Mijn ontmoeting met Jean Klein
– Eric Baret in gesprek met Zoë Joncheere
Mijn ontmoeting met Jean Klein
– Eric Baret in gesprek met Zoë Joncheere
verschenen in InZicht nr 1. 2023 – Leestijd is ca. 13 minuten
Voor je Jean Klein ging ontmoeten, voelde je zijn aanwezigheid al. Terwijl je bij hem was, voelde je zijn aanwezigheid, en als je weer weg was, voelde je nog steeds zijn aanwezigheid. Natuurlijk, in het begin, door gebrek aan helderheid, schrijft men deze aanwezigheid aan hem toe. Jean benadrukte altijd dat het niet waar was, dat de enige aanwezigheid die van ons is, zelfs als onze ervaring aantoonde dat het de zijne was. En ook zei hij vaak: “Het is belangrijk dat de meester sterft. Want zolang de meester leeft, denken de studenten dat het de meester is die ze voelen. En dan sterft de meester, en ze beseffen dat er niets voor hen is gestorven.” Het is waar. Jean Klein is dood en er ontbreekt niets.
Dank, Eric Baret, om de tijd te nemen voor dit interview. Kunt u eerst vertellen hoe u Jean Klein hebt ontmoet? Ik denk dat u nog heel jong was. Wat bracht u ertoe hem te ontmoeten?
Het is altijd een beetje arbitrair om ergens te beginnen, want er is altijd iets dat eraan voorafging. De eerste keer dat ik Jean Klein ontmoette, was hij nog niet beroemd. We waren met slechts ongeveer tien mensen in de kamer. Jean Klein vertegenwoordigde ongeveer alles waar ik destijds een hekel aan had. Ik was nogal een anarchist. Hij was goed gekleed, elegant, rijk. Ik was niet erg onder de indruk. Ik heb twee vragen gesteld. Eén vraag ging over drugs. Hij antwoordde: “Drugs zijn als yoga: als je weet hoe je ze moet gebruiken – met de nadruk op ‘als’ – zal je een mentaal hoogtepunt bereiken. Maar voor mij is een mentaal hoogtepunt of een mentaal laagtepunt hetzelfde. Het is gewoon niet waar we het hier over hebben.” Mijn tweede vraag ging over tantrisme. En hij antwoordde: “Tantrisme is gewoon een romantisch idee.” Ik was behoorlijk gefrustreerd door zijn antwoorden. Maar aan het einde van de bijeenkomst zei hij: “Vergeet alles wat er is gezegd. Als dit echt iets voor jou is, komt het over een week, als je de straat oversteekt, terug bij je op.” Dus ik vergat alles wat hij had gezegd. Ik heb een week in Nice doorgebracht en op het strand geslapen, en letterlijk, een week later, toen ik een straat overstak in Nice, had ik echt het intense gevoel dat ik deze man weer moest ontmoeten. En toen ontwikkelden de dingen zich.

▶ **TE DOEN**:
1: Leg in één tot drie zinnen uit waarom het volgens Jean Klein in het interview met Eric Baret belangrijk is dat de meester sterft.
2: Schrijf het interview met Eric Baret verder, te beginnen na de laatste zin.

▶ **GETOONDE RECORDS**:
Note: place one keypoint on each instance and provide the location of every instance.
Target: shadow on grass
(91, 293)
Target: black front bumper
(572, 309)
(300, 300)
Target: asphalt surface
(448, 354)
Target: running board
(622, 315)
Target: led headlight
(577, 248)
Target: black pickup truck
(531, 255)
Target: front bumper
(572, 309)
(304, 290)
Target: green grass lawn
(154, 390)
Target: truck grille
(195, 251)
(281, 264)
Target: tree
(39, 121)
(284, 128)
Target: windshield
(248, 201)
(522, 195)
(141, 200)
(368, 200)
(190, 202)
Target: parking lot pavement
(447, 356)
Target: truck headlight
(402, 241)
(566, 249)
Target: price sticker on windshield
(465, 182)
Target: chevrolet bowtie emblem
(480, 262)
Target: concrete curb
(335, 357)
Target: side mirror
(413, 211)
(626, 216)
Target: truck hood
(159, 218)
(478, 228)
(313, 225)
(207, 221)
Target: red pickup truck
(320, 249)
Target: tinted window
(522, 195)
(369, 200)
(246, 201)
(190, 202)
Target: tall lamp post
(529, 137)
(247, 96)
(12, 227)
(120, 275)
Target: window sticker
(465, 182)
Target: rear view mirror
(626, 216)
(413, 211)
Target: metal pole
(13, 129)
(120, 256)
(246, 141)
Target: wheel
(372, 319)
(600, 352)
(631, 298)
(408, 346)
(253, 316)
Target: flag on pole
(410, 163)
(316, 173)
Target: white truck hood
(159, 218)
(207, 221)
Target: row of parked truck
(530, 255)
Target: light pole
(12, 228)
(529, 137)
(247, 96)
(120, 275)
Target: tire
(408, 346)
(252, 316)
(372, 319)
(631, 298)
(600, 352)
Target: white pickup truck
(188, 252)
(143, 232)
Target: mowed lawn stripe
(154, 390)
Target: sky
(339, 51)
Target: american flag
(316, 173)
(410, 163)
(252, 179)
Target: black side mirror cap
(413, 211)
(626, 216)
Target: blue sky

▶ **ANTWOORDEN**:
1: Zolang de meester leeft, denken de studenten dat wat ze voelen de meester is. Als hij sterft, beseffen ze dat er voor hen niets is gestorven. De aanwezigheid die ze voelden, was dus hun eigen aanwezigheid.

2:
“Het is de leer van wat onjuist is”
Als anekdote kan ik iets vertellen over de eerste keer dat Jean Klein bij mijn ouders kwam. Ik was toen nog een tiener en mijn leven ging over geweld. Elk weekend ging ik uit drinken, in ‘La Brasserie de Lyon’, een bar in Marseille waar daklozen kwamen. Na een paar liter bier gedronken te hebben ging ik vechten. Het was altijd op dezelfde manier. Ik greep een paar mensen vast, tilde ze op en gooide ze tegen een muur. Als ze neervielen, zei ik: “Als je opstaat, ben je dood.” Niemand is ooit opgestaan. Ik maakte mensen bang en kon niemand respecteren die bang voor me was. Ik was totaal allergisch voor autoriteit, niet voor autoriteit als zodanig, maar ik kon geen respect hebben voor iemand die ik kon breken. Ik wist heel goed dat sommige mensen sterker waren dan ik. Maar ik zei tegen mezelf: misschien kan iemand sterker zijn dan ik maar als ik zijn vrouw verkracht, zijn dochter vermoord en zijn huis in brand steek, dan breekt die man. En voor mij was een man die kon breken niet iemand die ik kon respecteren. En toen kwam Jean Klein naar ons huis. We gingen aan tafel zitten en ik keek naar hem, en voor het eerst in mijn leven was ik bang. Niet op een fysieke manier, maar iets vertelde me: deze man is anders. Als ik zijn dochter vermoord, zijn huis in brand steek en zijn vrouw verkracht, zal er iets in hem niet bewegen. Dus voor het eerst kon ik een autoriteit respecteren. Het was voor mij niet onderhandelbaar. En dan langzaamaan is het lesgeven begonnen. Heel geleidelijk, want ik was in een totaal vervallen toestand. Het duurde even voordat ik naar iets wezenlijks kon luisteren. Maar het was die angst die voor mij een teken was dat er iets in hem was om naar te luisteren.
En hoe was je relatie met hem?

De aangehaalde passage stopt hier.